Réaliser le potentiel des cultures négligées en Amérique latine

5 juillet 2023, Lysiane Lefebvre, Brian McNamara et Valeria Piñeiro

L'augmentation récente de l'insécurité alimentaire et nutritionnelle due aux crises, associée à la menace croissante du changement climatique, a mis en évidence la nécessité d'apporter des changements radicaux à nos systèmes alimentaires. Dans ce contexte, l'expansion de la culture et de la consommation de plantes négligées offre une occasion précieuse d'améliorer les moyens de subsistance et la nutrition et de réduire l'impact de la production alimentaire sur l'environnement, à condition que des ressources suffisantes puissent être investies dans la recherche et le développement. Les cultures négligées ont toujours constitué une source d'alimentation saine pour les communautés locales, mais leur production a été abandonnée au profit de produits de base modernes tels que les variétés standard de maïs, de riz et de blé.

L'Amérique latine est une source particulièrement riche de cultures négligées - certaines, comme le quinoa et l'açaï, ont connu un récent regain de popularité au niveau mondial, tandis que d'autres, notamment les variétés de maïs indigènes, ont un potentiel d'expansion. Le potentiel des cultures négligées en Amérique latine réside non seulement dans leur valeur nutritionnelle et économique, mais aussi dans la signification culturelle qu'elles ont pour les communautés locales qui les cultivent, parfois depuis des siècles.

Avantages économiques

Les cultures négligées jouent un rôle essentiel dans les systèmes alimentaires de nombreux pays d'Amérique latine. Elles sont souvent d'origine locale et le développement de la production peut offrir des opportunités aux petits agriculteurs et producteurs. Par exemple, le quinoa, une céréale originaire de la région andine, est devenu un aliment populaire dans le monde entier et a stimulé les économies de la Bolivie et du Pérou. Les petits producteurs de ces pays ont bénéficié de l'augmentation de la demande, ce qui a entraîné une expansion rapide de la production de qu inoa et une forte augmentation de la consommation des ménages producteurs de quinoa.

D'autres aliments présentent un potentiel économique similaire

Le cañihua, un proche parent du quinoa qui pousse à des altitudes supérieures à 3800 mètres, est une source importante de protéines, de lipides, de vitamines et d'autres nutriments pour les agriculteurs de subsistance de Bolivie et du Pérou. Récemment, elle a attiré l'attention pour son potentiel de commercialisation en tant qu'aliment de santé.

Historiquement, les communautés indigènes cultivaient de nombreuses variétés de maïs, avec un large éventail de tailles, de formes et de couleurs. Au fil du temps, ces variétés ont été remplacées par un petit nombre de variétés modernes qui ont fini par dominer les marchés mondiaux des produits de base. Toutefois, de nouvelles initiatives ont vu le jour, telles que la classification MILPAIZ et l'étiquette de produit pour le maïs indigène mexicain, développées par ProMaiz Nativo avec le soutien du Centre international d'amélioration du maïs et du blé (CIMMYT), afin de souligner la valeur de ces variétés de cultures et de créer des opportunités de marché pour les petits exploitants.

● **Consigne**: Selon le texte sur les cultures négligées en Amérique latine, à quelle altitude pousse le cañihua ?

● **Données affichées**:
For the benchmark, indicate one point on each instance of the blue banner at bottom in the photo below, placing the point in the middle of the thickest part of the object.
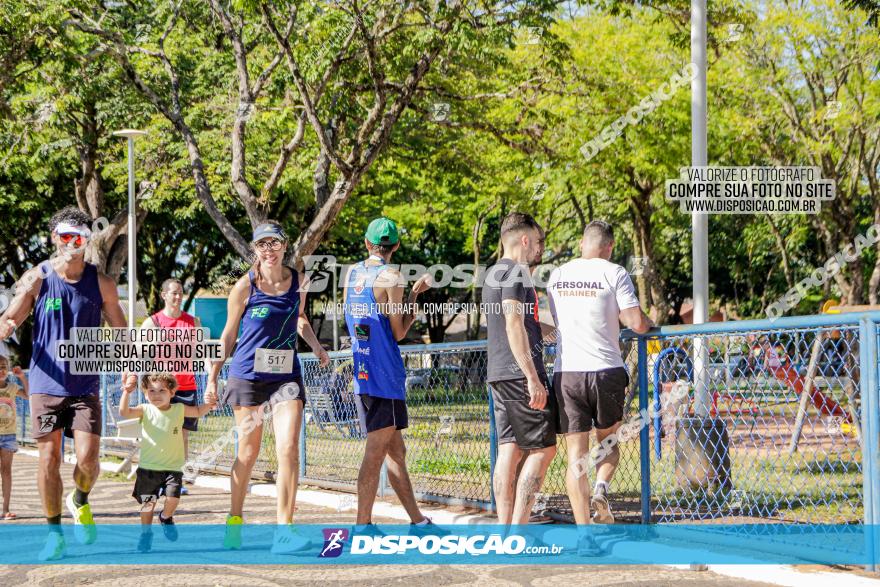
(199, 544)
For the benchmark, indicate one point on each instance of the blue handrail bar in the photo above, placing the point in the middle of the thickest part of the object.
(785, 323)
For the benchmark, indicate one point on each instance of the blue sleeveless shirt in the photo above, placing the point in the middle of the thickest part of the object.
(268, 322)
(378, 366)
(61, 306)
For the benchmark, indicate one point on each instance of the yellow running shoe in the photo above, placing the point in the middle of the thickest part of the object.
(55, 547)
(84, 528)
(232, 538)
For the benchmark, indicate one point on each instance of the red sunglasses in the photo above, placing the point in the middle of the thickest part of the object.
(77, 239)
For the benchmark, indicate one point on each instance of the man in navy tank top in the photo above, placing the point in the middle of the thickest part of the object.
(377, 318)
(64, 292)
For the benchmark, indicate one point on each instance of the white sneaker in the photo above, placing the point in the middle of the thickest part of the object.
(288, 540)
(55, 547)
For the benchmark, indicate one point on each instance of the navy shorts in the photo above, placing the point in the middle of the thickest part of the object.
(187, 397)
(247, 393)
(376, 413)
(150, 485)
(516, 422)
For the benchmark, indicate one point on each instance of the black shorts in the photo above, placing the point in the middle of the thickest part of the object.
(376, 413)
(516, 422)
(247, 393)
(51, 412)
(589, 399)
(187, 397)
(149, 485)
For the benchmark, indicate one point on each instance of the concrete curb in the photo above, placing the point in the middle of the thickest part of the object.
(785, 575)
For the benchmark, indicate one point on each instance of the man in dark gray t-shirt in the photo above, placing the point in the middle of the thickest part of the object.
(508, 280)
(526, 417)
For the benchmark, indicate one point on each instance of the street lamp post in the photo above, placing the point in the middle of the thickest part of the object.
(700, 222)
(131, 135)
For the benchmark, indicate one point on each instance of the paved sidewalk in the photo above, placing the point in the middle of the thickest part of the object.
(112, 503)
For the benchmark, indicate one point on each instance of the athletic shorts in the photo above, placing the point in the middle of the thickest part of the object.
(50, 413)
(376, 413)
(149, 485)
(187, 397)
(8, 442)
(589, 399)
(516, 422)
(247, 393)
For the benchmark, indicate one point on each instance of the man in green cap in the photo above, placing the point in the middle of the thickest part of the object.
(377, 318)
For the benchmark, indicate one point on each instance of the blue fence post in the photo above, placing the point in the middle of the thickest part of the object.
(644, 433)
(493, 453)
(870, 417)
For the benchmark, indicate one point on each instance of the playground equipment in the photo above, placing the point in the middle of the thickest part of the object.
(805, 386)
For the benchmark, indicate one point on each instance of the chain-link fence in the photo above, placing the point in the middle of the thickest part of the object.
(756, 425)
(736, 422)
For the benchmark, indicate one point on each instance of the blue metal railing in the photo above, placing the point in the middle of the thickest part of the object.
(833, 477)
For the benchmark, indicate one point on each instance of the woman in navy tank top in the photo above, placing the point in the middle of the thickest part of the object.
(268, 306)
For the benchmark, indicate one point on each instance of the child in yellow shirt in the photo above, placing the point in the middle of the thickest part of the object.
(8, 443)
(162, 456)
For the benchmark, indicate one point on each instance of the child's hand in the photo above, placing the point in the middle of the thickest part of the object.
(211, 400)
(129, 382)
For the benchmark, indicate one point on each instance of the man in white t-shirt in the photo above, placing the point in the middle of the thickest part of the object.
(589, 297)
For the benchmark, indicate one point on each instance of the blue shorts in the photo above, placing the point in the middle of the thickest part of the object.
(8, 442)
(376, 413)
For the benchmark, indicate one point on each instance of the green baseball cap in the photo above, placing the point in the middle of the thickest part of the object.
(382, 231)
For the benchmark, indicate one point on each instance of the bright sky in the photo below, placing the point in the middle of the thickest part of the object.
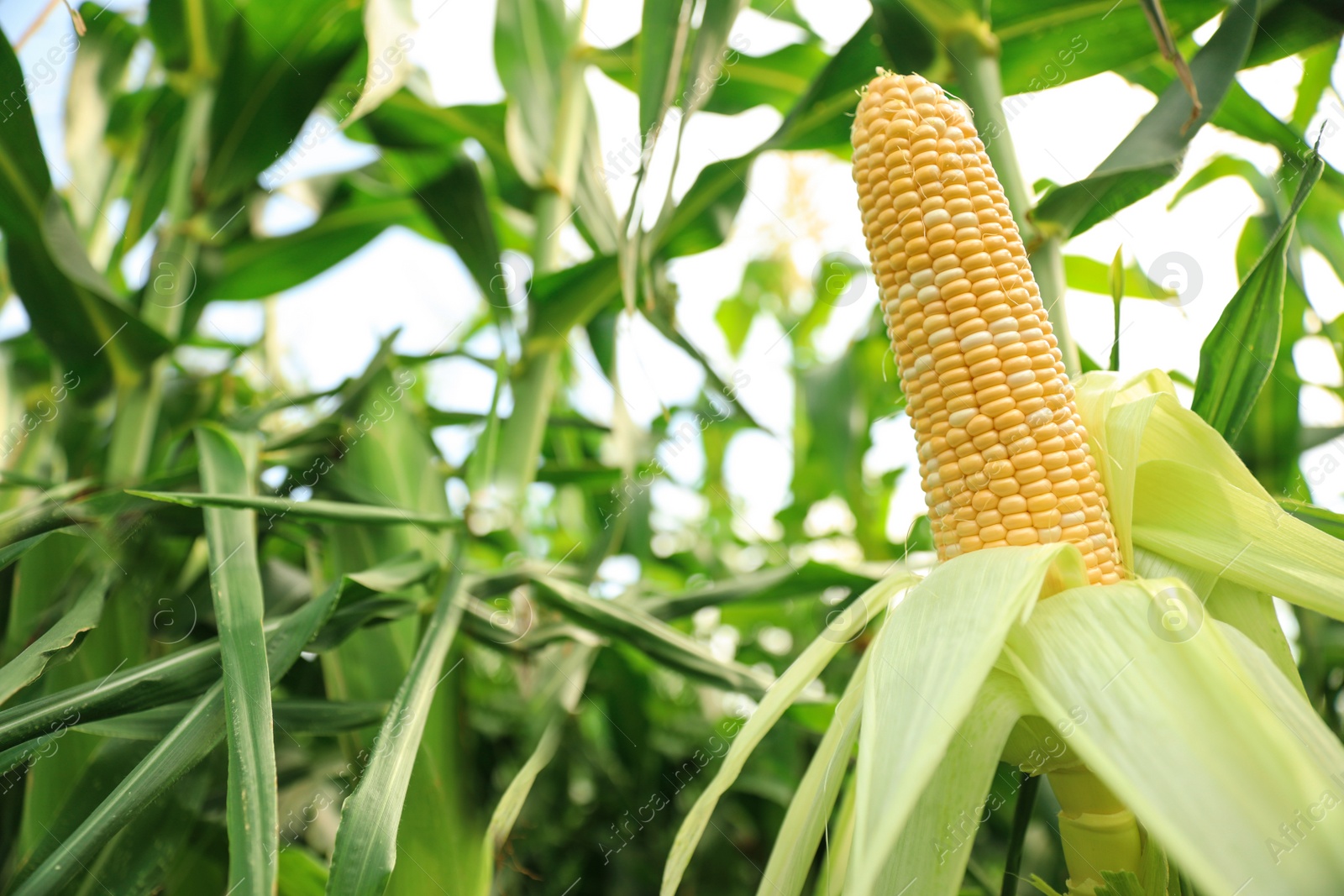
(804, 202)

● **Tâche terminée**: Le cañihua pousse à des altitudes supérieures à 3800 mètres.